------ PASSAGE SHOWN ------
OVD-Info Weekly Bulletin No. 274: “Punishment” for wives

8 October 2022

OVD-Info is a Moscow-based NGO that monitors politically-motivated arrests and prosecutions in Russia. Each week OVD-Info publishes a bulletin with the latest news, which is translated here. To receive the mailing in Russian, visit here.

Politician Vladimir Kara-Murza in court / Photo: SOTA


Hello! The politician Vladimir Kara-Murza has been charged with state treason, residents of Chechnya were forced to beat their wives over a protest rally, and in Penza a criminal prosecution began for evading mobilisation – but then the decision was found to be unlawful.

Good news first – Russian Memorial has received the Nobel Peace Prize. It was jointly awarded to Memorial, the Ukrainian Centre for Civil Liberties and Ales Bialiatski, the founder of Belarusian human rights organisation Viasna. The prize Memorial was awarded on the following basis: “They have for many years promoted the right to criticise power and protect the fundamental rights of citizens. They have made an outstanding effort to document war crimes, human right abuses and the abuse of power. Together they demonstrate the significance of civil society for peace and democracy.” The good news ends there: on the same day the Moscow office of the liquidated International Memorial was seized by the state. 

A third criminal case is pending against the politician Vladimir Kara-Murza. He was charged with treason because of his speeches at public events abroad in which he criticised the Russian authorities. Kara-Murza is currently in pre-trial detention. In April, a criminal case regarding “fake news” about the Russian army on grounds of political hatred was opened against him, and in July he was also charged with carrying out the activities of an “undesirable organisation”.

  • Why is this important? The case against Kara-Murza is the first publicly known case of state treason in a form unrelated to the handing over of state secrets. “Kara-Murza is charged with ‘assisting a foreign state in activities against state security’. This is the first case of this kind. This is a new and quite dangerous precedent, as it expands the already rather flexible Article 275 of the Criminal Code,” said Valeria Vetoshkina, a lawyer from the First Department project. The politician faces up to 20 years in prison if convicted under this article. Very likely it will be used more often against opposition politicians who have actively criticised the Russian authorities – as this way they can be put in prison for a long time.

A criminal case of evading mobilisation has been opened against a resident of Penza. Maksim Moiseev, 32, refused to obey a summons to a military recruitment office. Because of this, he was arrested and taken into custody. However, the prosecutor’s office later ruled that the decision to bring a criminal case was unlawful. The man was entitled to discharge, including compensation for 48 hours of detention. However, the Investigative Committee intends to appeal the decision and insists that the case be reopened.
------
▸ **BRIEF 1**: Copy the entries word for word, starting at the line that contains "If you could annotate the white head" and ending at the last line of the entries.
------ MATERIAL SHOWN ------
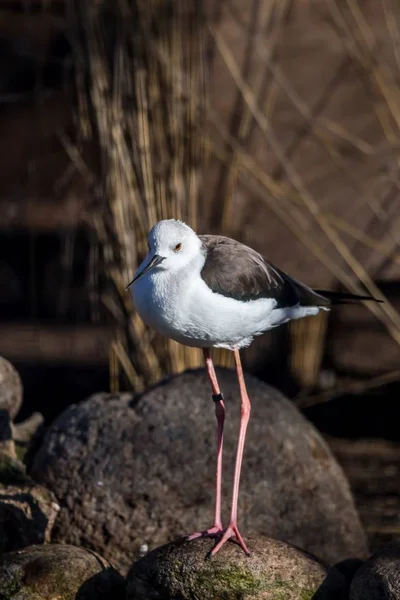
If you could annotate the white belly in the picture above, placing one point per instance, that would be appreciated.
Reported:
(195, 316)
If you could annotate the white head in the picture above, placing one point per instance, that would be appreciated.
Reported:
(173, 245)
------
▸ **BRIEF 2**:
Answer these questions from the OVD-Info bulletin:
(a) Which two others shared the Nobel Peace Prize with Memorial?
(b) How old is Maksim Moiseev?
(c) How many years in prison does Vladimir Kara-Murza face at most if convicted under Article 275?

▸ **WRITTEN RESPONSE 1**:
If you could annotate the white head in the picture above, placing one point per instance, that would be appreciated.
Reported:
(173, 245)

▸ **WRITTEN RESPONSE 2**:
(a) The Ukrainian Centre for Civil Liberties and Ales Bialiatski
(b) 32
(c) Up to 20 years